SUPPLIED INFORMATION section start
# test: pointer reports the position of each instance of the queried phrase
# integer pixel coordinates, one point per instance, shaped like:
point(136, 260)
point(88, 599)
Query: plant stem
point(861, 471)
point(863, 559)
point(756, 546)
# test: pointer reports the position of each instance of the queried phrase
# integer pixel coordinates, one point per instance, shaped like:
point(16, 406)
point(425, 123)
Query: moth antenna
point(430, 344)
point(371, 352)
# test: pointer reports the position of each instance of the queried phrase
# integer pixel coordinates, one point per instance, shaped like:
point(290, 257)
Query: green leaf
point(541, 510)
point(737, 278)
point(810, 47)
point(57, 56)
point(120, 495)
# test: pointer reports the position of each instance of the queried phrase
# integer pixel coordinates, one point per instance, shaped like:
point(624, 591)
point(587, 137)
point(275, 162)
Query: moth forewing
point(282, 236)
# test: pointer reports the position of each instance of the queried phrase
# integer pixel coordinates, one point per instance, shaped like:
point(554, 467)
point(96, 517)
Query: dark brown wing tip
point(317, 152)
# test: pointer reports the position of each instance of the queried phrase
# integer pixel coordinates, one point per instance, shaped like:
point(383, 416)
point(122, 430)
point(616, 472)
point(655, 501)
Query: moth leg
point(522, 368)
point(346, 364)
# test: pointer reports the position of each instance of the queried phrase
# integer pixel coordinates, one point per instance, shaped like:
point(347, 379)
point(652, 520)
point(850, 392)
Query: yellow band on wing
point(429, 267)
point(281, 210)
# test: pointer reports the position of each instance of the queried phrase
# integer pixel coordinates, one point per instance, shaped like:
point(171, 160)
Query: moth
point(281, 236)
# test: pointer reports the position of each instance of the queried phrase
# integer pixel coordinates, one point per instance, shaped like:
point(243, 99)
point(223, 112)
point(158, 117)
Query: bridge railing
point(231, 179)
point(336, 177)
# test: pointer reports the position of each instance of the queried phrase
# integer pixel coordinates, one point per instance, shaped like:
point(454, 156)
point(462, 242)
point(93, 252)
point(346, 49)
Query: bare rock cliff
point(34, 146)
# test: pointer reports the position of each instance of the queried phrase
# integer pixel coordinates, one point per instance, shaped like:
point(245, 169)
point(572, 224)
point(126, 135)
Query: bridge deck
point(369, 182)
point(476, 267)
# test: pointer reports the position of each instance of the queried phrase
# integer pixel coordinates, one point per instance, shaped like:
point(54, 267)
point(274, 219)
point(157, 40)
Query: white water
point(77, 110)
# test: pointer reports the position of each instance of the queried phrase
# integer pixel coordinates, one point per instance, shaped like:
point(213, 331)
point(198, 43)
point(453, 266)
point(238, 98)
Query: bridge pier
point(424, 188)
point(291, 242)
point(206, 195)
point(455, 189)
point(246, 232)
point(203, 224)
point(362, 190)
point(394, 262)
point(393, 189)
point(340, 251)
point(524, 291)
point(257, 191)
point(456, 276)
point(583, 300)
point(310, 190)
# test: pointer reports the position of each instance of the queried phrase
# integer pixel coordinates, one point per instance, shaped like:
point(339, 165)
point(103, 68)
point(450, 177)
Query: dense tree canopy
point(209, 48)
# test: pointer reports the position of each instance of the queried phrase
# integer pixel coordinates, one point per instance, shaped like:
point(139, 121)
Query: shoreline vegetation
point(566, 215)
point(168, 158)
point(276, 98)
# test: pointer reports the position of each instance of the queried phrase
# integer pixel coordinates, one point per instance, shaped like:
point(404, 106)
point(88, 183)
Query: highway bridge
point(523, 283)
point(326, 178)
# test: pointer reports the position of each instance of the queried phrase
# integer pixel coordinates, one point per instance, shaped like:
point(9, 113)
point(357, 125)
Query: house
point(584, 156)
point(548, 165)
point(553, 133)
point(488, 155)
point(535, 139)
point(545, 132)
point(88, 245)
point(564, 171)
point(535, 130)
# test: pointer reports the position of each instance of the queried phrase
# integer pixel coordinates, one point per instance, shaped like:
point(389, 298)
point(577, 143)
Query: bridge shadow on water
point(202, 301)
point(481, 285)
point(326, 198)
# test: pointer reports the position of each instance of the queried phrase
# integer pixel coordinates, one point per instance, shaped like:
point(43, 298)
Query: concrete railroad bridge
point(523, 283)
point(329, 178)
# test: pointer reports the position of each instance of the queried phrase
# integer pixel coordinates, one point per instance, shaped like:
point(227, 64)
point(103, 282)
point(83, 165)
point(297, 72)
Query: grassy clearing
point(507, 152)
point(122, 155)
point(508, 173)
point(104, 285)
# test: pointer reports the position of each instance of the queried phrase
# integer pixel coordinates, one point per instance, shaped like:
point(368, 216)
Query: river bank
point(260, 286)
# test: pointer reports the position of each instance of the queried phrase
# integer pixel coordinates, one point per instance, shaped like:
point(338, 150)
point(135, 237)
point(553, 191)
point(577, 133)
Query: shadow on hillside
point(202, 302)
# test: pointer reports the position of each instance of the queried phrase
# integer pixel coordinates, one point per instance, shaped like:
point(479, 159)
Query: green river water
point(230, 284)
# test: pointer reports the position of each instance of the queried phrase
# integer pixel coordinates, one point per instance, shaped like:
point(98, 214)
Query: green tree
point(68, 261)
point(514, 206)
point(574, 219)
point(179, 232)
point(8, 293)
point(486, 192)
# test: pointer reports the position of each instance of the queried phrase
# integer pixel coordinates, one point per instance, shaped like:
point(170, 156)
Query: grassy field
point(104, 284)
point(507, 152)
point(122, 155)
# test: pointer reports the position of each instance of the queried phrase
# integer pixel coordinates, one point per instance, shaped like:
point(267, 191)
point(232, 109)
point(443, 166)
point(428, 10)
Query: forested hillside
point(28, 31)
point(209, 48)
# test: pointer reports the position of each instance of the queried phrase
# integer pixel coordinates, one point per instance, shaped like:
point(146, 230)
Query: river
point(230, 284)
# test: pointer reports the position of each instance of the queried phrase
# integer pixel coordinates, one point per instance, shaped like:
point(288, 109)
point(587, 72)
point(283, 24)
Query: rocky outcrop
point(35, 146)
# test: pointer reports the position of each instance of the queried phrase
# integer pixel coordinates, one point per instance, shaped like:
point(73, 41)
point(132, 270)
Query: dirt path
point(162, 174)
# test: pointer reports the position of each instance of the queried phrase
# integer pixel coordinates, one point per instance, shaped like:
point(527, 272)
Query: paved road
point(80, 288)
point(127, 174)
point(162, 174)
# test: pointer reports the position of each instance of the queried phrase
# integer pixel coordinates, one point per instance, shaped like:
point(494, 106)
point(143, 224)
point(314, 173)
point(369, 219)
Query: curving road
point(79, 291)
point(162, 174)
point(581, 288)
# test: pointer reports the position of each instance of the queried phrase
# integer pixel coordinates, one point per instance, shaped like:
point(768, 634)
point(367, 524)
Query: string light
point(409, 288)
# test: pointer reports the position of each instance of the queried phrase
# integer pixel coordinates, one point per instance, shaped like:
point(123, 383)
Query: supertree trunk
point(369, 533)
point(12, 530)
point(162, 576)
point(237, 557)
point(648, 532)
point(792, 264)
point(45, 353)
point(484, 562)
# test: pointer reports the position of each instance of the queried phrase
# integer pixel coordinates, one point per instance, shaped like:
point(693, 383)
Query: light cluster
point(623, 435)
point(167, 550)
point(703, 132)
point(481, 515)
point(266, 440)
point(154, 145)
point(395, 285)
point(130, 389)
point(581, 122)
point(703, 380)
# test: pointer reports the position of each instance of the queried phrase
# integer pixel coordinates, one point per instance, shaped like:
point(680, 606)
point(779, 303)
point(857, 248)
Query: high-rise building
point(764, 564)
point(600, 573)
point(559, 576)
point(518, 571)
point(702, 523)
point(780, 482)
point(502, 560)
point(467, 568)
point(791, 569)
SUPPLIED INFORMATION section end
— ABOUT THIS EXERCISE —
All of the material shown above should be written out exactly.

— EXPECTED ANSWER —
# test: pointer reports the position of each instance of the queried phrase
# integer pixel coordinates, one point per instance, shaped like:
point(136, 260)
point(88, 599)
Query: plant stem
point(861, 471)
point(863, 559)
point(756, 546)
# test: pointer reports the position of each instance of the queried phrase
# integer pixel coordinates, one point per instance, shaped like:
point(16, 406)
point(425, 123)
Query: moth antenna
point(430, 344)
point(371, 352)
# test: pointer reports the position of each instance of the queried phrase
# integer pixel coordinates, one point per instance, shaped like:
point(290, 257)
Query: green leaf
point(541, 510)
point(737, 278)
point(810, 47)
point(57, 56)
point(120, 495)
# test: pointer reports the position of each instance of the queried phrase
# integer pixel coordinates, one point per instance, shaped like:
point(624, 591)
point(587, 137)
point(275, 162)
Query: moth forewing
point(282, 236)
# test: pointer reports the position of each instance of the queried phrase
# integer pixel coordinates, one point per instance, shaped like:
point(554, 467)
point(96, 517)
Query: dark brown wing tip
point(317, 152)
# test: pointer reports the position of each instance of the queried phrase
# integer pixel coordinates, one point per instance, shaped like:
point(383, 416)
point(122, 430)
point(616, 472)
point(655, 501)
Query: moth leg
point(522, 368)
point(346, 364)
# test: pointer reports the position of each instance of the queried phrase
# integer pixel coordinates, one point per instance, shaped like:
point(347, 379)
point(652, 520)
point(850, 392)
Query: yellow band on wing
point(429, 267)
point(281, 210)
# test: pointer reports the position of each instance of the queried phrase
# integer pixel coordinates, one point per instance, shaped like:
point(171, 160)
Query: moth
point(281, 236)
# test: pointer reports the position of each instance of the queried phrase
# integer pixel coordinates, one point per instance, shaped like:
point(243, 99)
point(223, 112)
point(158, 117)
Query: bridge railing
point(231, 179)
point(336, 177)
# test: pointer reports the position of each instance of the queried phrase
# integer pixel coordinates, one point per instance, shaped like:
point(454, 156)
point(462, 242)
point(93, 252)
point(346, 49)
Query: bare rock cliff
point(34, 146)
# test: pointer reports the position of each instance of the queried phrase
# integer pixel coordinates, one point per instance, shaped like:
point(245, 169)
point(572, 224)
point(126, 135)
Query: bridge deck
point(369, 182)
point(476, 267)
# test: pointer reports the position of each instance of the queried phrase
# integer pixel coordinates, one point per instance, shaped like:
point(54, 267)
point(274, 219)
point(157, 40)
Query: white water
point(77, 110)
# test: pointer reports the position of each instance of the queried phrase
# integer pixel coordinates, one point per instance, shaped like:
point(213, 331)
point(198, 43)
point(453, 266)
point(238, 98)
Query: bridge pier
point(424, 188)
point(291, 242)
point(206, 195)
point(455, 189)
point(246, 232)
point(203, 224)
point(362, 190)
point(394, 262)
point(393, 189)
point(340, 251)
point(524, 291)
point(257, 191)
point(456, 276)
point(583, 300)
point(310, 190)
# test: pointer reports the position of each instance of the queried phrase
# integer pixel coordinates, one point per instance, shaped like:
point(339, 165)
point(103, 68)
point(450, 177)
Query: dense tree canopy
point(209, 48)
# test: pointer reports the position of each instance of the queried phrase
# integer pixel coordinates, one point per instance, shaped like:
point(139, 121)
Query: shoreline vegetation
point(566, 215)
point(168, 158)
point(276, 98)
# test: pointer reports the position of each instance of the queried phrase
# integer pixel coordinates, one point per instance, shaped like:
point(404, 106)
point(88, 183)
Query: highway bridge
point(523, 283)
point(326, 178)
# test: pointer reports the position of each instance of the queried phrase
# integer pixel coordinates, one point per instance, shaped like:
point(9, 113)
point(357, 125)
Query: house
point(584, 156)
point(548, 165)
point(553, 133)
point(488, 155)
point(535, 139)
point(545, 132)
point(88, 245)
point(564, 171)
point(535, 130)
# test: pointer reports the position of each instance of the queried phrase
# integer pixel coordinates, one point per instance, shaped like:
point(389, 298)
point(577, 143)
Query: bridge shadow on water
point(202, 301)
point(481, 285)
point(326, 198)
# test: pointer reports the position of each instance of the queried phrase
# integer pixel coordinates, one point per instance, shaped like:
point(43, 298)
Query: concrete railroad bridge
point(523, 283)
point(329, 178)
# test: pointer reports the position of each instance of the queried phrase
# integer pixel coordinates, one point per instance, shaped like:
point(227, 64)
point(103, 282)
point(83, 165)
point(297, 72)
Query: grassy clearing
point(507, 152)
point(122, 155)
point(508, 173)
point(104, 285)
# test: pointer reports the position of each instance of the queried phrase
# integer pixel coordinates, one point per instance, shaped like:
point(368, 216)
Query: river bank
point(260, 286)
# test: pointer reports the position of each instance of the queried phrase
# integer pixel coordinates, one point per instance, shaped like:
point(338, 150)
point(135, 237)
point(553, 191)
point(577, 133)
Query: shadow on hillside
point(202, 302)
# test: pointer reports the position of each instance of the queried phrase
# integer pixel coordinates, one point per instance, shaped like:
point(479, 159)
Query: green river water
point(230, 284)
# test: pointer reports the position of each instance of the queried phrase
# integer pixel coordinates, one point per instance, shaped like:
point(98, 214)
Query: green tree
point(68, 261)
point(514, 206)
point(574, 219)
point(179, 232)
point(8, 293)
point(486, 192)
# test: pointer reports the position of each instance of the queried phrase
# integer pixel coordinates, one point per instance, shaped like:
point(170, 156)
Query: grassy field
point(104, 284)
point(507, 152)
point(122, 155)
# test: pointer reports the position of each instance of the queried phrase
# integer pixel coordinates, one point per instance, shaped like:
point(267, 191)
point(232, 109)
point(443, 166)
point(428, 10)
Query: forested hillside
point(28, 31)
point(209, 48)
# test: pointer reports the position of each instance of the queried phrase
# integer pixel coordinates, one point per instance, shaped like:
point(146, 230)
Query: river
point(230, 284)
# test: pointer reports the position of each instance of the queried phrase
# integer pixel coordinates, one point per instance, shaped like:
point(288, 109)
point(587, 72)
point(283, 24)
Query: rocky outcrop
point(35, 146)
# test: pointer reports the position of each instance of the queried phrase
# integer pixel coordinates, one point per instance, shaped like:
point(73, 41)
point(132, 270)
Query: dirt path
point(162, 174)
# test: pointer reports the position of each instance of the queried phrase
# integer pixel coordinates, one point per instance, shaped like:
point(527, 272)
Query: paved road
point(80, 288)
point(127, 174)
point(162, 174)
# test: pointer reports the position of each instance of the queried phrase
# integer pixel coordinates, one point per instance, shaped like:
point(494, 106)
point(143, 224)
point(314, 173)
point(369, 219)
Query: curving road
point(79, 291)
point(162, 174)
point(581, 288)
# test: pointer reports the position of each instance of the queried phrase
# integer pixel coordinates, one point per instance, shaped like:
point(768, 634)
point(367, 524)
Query: string light
point(409, 288)
# test: pointer reports the position of each instance of the queried phrase
# integer pixel coordinates, one point per instance, shaped like:
point(123, 383)
Query: supertree trunk
point(369, 533)
point(12, 530)
point(162, 576)
point(237, 557)
point(648, 532)
point(792, 264)
point(45, 353)
point(484, 562)
# test: pointer reports the position of each instance of the queried phrase
# integer pixel coordinates, one point per instance, shaped like:
point(693, 383)
Query: light cluster
point(623, 435)
point(167, 550)
point(703, 132)
point(481, 515)
point(266, 440)
point(154, 145)
point(395, 285)
point(130, 389)
point(581, 122)
point(703, 380)
# test: pointer reports the position of each instance of the queried phrase
# integer pixel coordinates, one point per instance, shaped like:
point(680, 606)
point(779, 303)
point(857, 248)
Query: high-rise building
point(764, 564)
point(600, 573)
point(559, 576)
point(518, 571)
point(702, 523)
point(780, 482)
point(502, 560)
point(467, 568)
point(791, 569)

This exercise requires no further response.